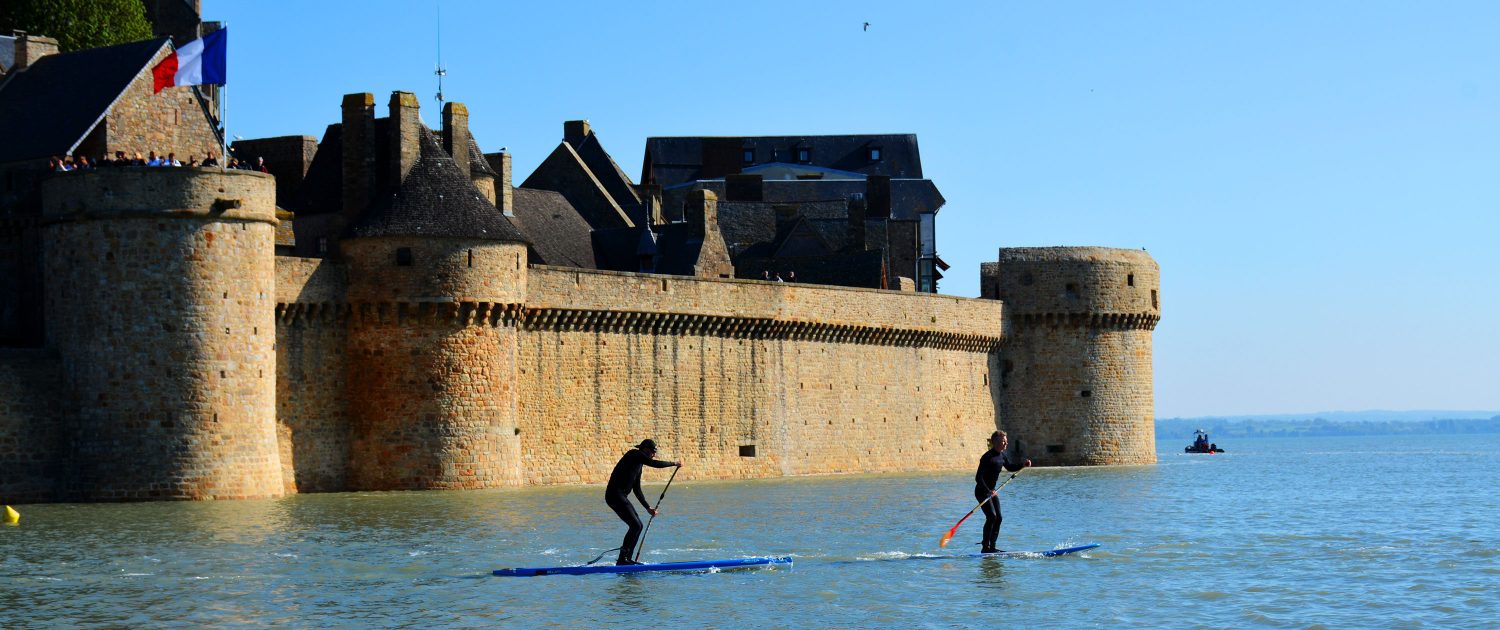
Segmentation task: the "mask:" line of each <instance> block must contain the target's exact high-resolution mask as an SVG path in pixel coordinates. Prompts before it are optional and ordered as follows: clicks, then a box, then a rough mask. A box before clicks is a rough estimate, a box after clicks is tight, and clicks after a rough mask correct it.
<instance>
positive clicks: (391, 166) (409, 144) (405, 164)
mask: <svg viewBox="0 0 1500 630" xmlns="http://www.w3.org/2000/svg"><path fill="white" fill-rule="evenodd" d="M420 107H422V104H420V102H417V95H413V93H410V92H392V93H390V121H389V123H387V124H389V126H390V144H389V145H390V171H389V172H387V175H386V177H387V180H386V183H387V184H389V186H390V187H392V189H395V187H399V186H401V183H402V181H405V180H407V174H408V172H411V166H416V165H417V157H422V115H420V113H419V111H417V110H419V108H420Z"/></svg>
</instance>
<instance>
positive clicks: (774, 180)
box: [661, 180, 948, 220]
mask: <svg viewBox="0 0 1500 630" xmlns="http://www.w3.org/2000/svg"><path fill="white" fill-rule="evenodd" d="M691 187H703V189H708V190H714V192H715V193H718V198H720V199H723V198H724V196H727V195H726V193H724V181H723V180H712V181H697V183H696V186H691ZM691 187H685V186H684V187H675V189H670V190H663V192H661V204H663V207H673V204H676V205H679V204H681V202H682V201H684V199H687V193H688V192H690V190H691ZM760 190H762V201H765V202H775V204H804V205H805V204H814V202H816V204H819V205H822V204H841V202H844V199H849V198H850V196H853V195H862V193H865V181H864V180H766V181H762V187H760ZM727 202H732V204H733V202H739V201H727ZM947 202H948V199H945V198H944V196H942V192H938V186H936V184H933V181H932V180H891V217H892V219H910V220H913V219H918V217H919V214H922V213H929V211H930V213H936V211H938V210H941V208H942V207H944V205H945V204H947ZM808 216H813V217H817V219H831V217H834V216H847V210H844V211H840V213H837V214H823V216H814V214H808Z"/></svg>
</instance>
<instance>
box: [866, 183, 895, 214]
mask: <svg viewBox="0 0 1500 630" xmlns="http://www.w3.org/2000/svg"><path fill="white" fill-rule="evenodd" d="M864 199H865V204H868V205H867V207H868V214H870V219H889V217H891V177H889V175H868V177H865V180H864Z"/></svg>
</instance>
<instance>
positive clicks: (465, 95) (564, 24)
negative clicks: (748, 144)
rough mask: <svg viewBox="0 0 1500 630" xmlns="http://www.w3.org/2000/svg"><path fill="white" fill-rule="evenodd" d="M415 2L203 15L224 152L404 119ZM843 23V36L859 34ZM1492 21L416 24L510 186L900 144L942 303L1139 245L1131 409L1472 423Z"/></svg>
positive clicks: (511, 23)
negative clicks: (1143, 248)
mask: <svg viewBox="0 0 1500 630" xmlns="http://www.w3.org/2000/svg"><path fill="white" fill-rule="evenodd" d="M437 7H438V3H437V1H362V3H353V1H351V3H335V1H315V3H288V1H255V3H226V1H216V0H208V1H205V3H204V18H205V20H219V21H225V23H228V24H229V28H231V43H229V46H231V48H229V86H228V111H226V114H228V124H229V132H231V133H234V135H240V136H245V138H258V136H273V135H299V133H300V135H314V136H320V138H321V135H323V129H324V127H326V126H327V124H329V123H333V121H336V120H338V118H339V99H341V96H342V95H345V93H351V92H372V93H375V95H377V99H378V102H380V104H383V107H384V102H386V99H387V98H389V95H390V92H392V90H411V92H416V93H417V95H419V96H422V99H423V108H425V110H423V118H425V120H428V123H429V124H437V121H438V117H437V107H435V105H437V104H435V101H434V99H432V95H434V93H435V92H437V86H435V78H434V75H432V69H434V65H435V57H437V31H438V24H440V21H438V18H437ZM864 23H870V28H868V30H862V24H864ZM1496 24H1500V3H1487V1H1445V3H1395V1H1317V3H1305V1H1241V3H1227V1H1217V3H1205V1H1136V3H1119V1H1092V3H1040V1H1038V3H1014V1H966V3H910V1H904V3H895V1H816V3H808V1H796V3H792V1H759V3H733V5H729V3H666V1H663V3H513V1H504V3H499V1H493V3H492V1H483V3H481V1H453V0H449V1H443V3H441V33H443V62H444V66H447V69H449V77H447V80H446V81H444V92H446V95H447V98H449V101H458V102H463V104H466V105H468V108H469V114H471V127H472V130H474V135H475V138H477V139H478V141H480V145H481V147H483V148H484V150H486V151H492V150H498V148H499V147H508V150H510V151H511V153H513V154H514V159H516V181H517V183H519V181H520V180H522V178H523V177H525V175H526V174H529V172H531V169H532V168H534V166H535V165H537V163H538V162H540V160H541V159H543V157H546V154H547V153H549V151H550V150H552V148H553V147H555V145H556V142H558V141H559V139H561V135H562V121H564V120H570V118H589V120H591V121H592V124H594V129H595V132H597V133H598V135H600V139H601V141H603V142H604V147H606V148H609V150H610V153H613V156H615V159H616V160H618V162H619V163H621V166H622V168H624V169H625V172H627V174H630V175H631V177H639V172H640V154H642V148H643V144H645V138H646V136H649V135H790V133H916V135H918V138H919V141H921V148H922V162H924V163H922V166H924V171H926V175H927V177H930V178H933V180H935V181H936V183H938V186H939V187H941V189H942V192H944V195H945V196H947V198H948V205H947V207H944V210H942V213H941V214H939V222H938V249H939V254H941V255H942V257H944V258H945V260H947V261H948V263H950V264H953V270H950V272H948V278H945V279H944V281H942V285H941V287H942V291H944V293H948V294H956V296H977V294H978V266H980V263H981V261H992V260H995V258H996V249H998V248H1002V246H1049V245H1098V246H1115V248H1146V249H1148V251H1149V252H1151V254H1152V257H1155V258H1157V261H1158V263H1160V264H1161V267H1163V315H1164V317H1163V321H1161V326H1160V327H1158V329H1157V333H1155V369H1157V372H1155V377H1157V380H1155V381H1157V390H1155V396H1157V410H1158V416H1163V417H1175V416H1209V414H1214V416H1226V414H1260V413H1301V411H1319V410H1373V408H1385V410H1427V408H1443V410H1500V368H1497V354H1500V333H1497V324H1496V320H1497V314H1500V281H1497V273H1500V248H1497V243H1496V240H1497V233H1500V219H1497V207H1500V186H1497V183H1500V150H1497V147H1500V80H1497V75H1500V37H1496V34H1494V26H1496Z"/></svg>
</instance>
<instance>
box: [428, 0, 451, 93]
mask: <svg viewBox="0 0 1500 630" xmlns="http://www.w3.org/2000/svg"><path fill="white" fill-rule="evenodd" d="M434 6H437V9H438V66H437V69H435V71H432V74H434V75H438V95H437V99H438V104H441V102H443V78H444V77H447V75H449V69H447V68H443V1H441V0H435V1H434Z"/></svg>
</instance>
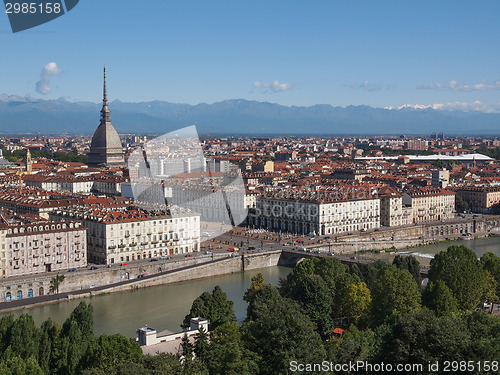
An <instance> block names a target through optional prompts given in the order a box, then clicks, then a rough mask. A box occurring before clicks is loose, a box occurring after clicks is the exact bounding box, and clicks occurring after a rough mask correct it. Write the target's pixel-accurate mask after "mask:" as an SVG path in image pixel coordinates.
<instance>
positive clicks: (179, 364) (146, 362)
mask: <svg viewBox="0 0 500 375" xmlns="http://www.w3.org/2000/svg"><path fill="white" fill-rule="evenodd" d="M141 364H142V365H143V367H144V368H145V369H146V370H148V372H147V374H148V375H164V374H180V373H181V372H182V365H181V363H180V361H179V357H178V356H176V355H174V354H167V353H159V354H157V355H154V356H152V355H145V356H143V357H142V359H141Z"/></svg>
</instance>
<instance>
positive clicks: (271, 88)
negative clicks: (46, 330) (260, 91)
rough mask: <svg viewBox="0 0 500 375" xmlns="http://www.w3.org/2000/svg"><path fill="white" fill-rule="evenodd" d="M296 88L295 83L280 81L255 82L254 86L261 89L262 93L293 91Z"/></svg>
mask: <svg viewBox="0 0 500 375" xmlns="http://www.w3.org/2000/svg"><path fill="white" fill-rule="evenodd" d="M294 86H295V85H294V84H293V83H281V82H279V81H272V82H259V81H255V82H254V84H253V87H255V88H258V89H261V91H262V92H267V91H268V90H271V91H272V92H280V91H286V90H290V89H292V88H293V87H294Z"/></svg>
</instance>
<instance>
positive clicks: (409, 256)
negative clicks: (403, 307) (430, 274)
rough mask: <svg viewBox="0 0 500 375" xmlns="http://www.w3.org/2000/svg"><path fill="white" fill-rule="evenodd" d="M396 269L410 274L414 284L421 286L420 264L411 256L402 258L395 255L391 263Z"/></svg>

_ _ _ _ _ _ _

Your answer should hold the line with "An <instance> block" and each line after it to the end of the data, retyped exactly. Include no other lines.

# Solution to this exercise
An <instance> block names a target through optional prompts given in the order a box, then clicks, then a rough mask. A box occurring before clicks is loose, a box occurring after clicks is the exact bounding box, and clicks occurring after a rough mask correct it. Write the target's pixel-accurate mask after "mask:" as an SVG path in image pixel coordinates.
<instance>
positive clicks: (179, 364) (146, 362)
mask: <svg viewBox="0 0 500 375" xmlns="http://www.w3.org/2000/svg"><path fill="white" fill-rule="evenodd" d="M141 364H142V365H143V367H144V368H145V369H146V370H148V372H147V374H148V375H164V374H180V373H181V372H182V365H181V363H180V361H179V357H178V356H176V355H174V354H167V353H159V354H157V355H154V356H152V355H145V356H143V357H142V359H141Z"/></svg>
</instance>
<instance>
positive clicks: (271, 88)
negative clicks: (46, 330) (260, 91)
rough mask: <svg viewBox="0 0 500 375" xmlns="http://www.w3.org/2000/svg"><path fill="white" fill-rule="evenodd" d="M296 88L295 83L280 81L255 82L254 86L261 89L262 93L293 91Z"/></svg>
mask: <svg viewBox="0 0 500 375" xmlns="http://www.w3.org/2000/svg"><path fill="white" fill-rule="evenodd" d="M294 86H295V85H294V84H293V83H281V82H279V81H272V82H259V81H255V82H254V84H253V87H255V88H258V89H261V91H262V92H267V91H268V90H271V91H272V92H280V91H286V90H290V89H292V88H293V87H294Z"/></svg>
</instance>
<instance>
positive clicks: (409, 256)
negative clicks: (403, 307) (430, 274)
rough mask: <svg viewBox="0 0 500 375" xmlns="http://www.w3.org/2000/svg"><path fill="white" fill-rule="evenodd" d="M396 269L410 274L414 284L421 286L420 264L411 256L402 258L395 255L391 263Z"/></svg>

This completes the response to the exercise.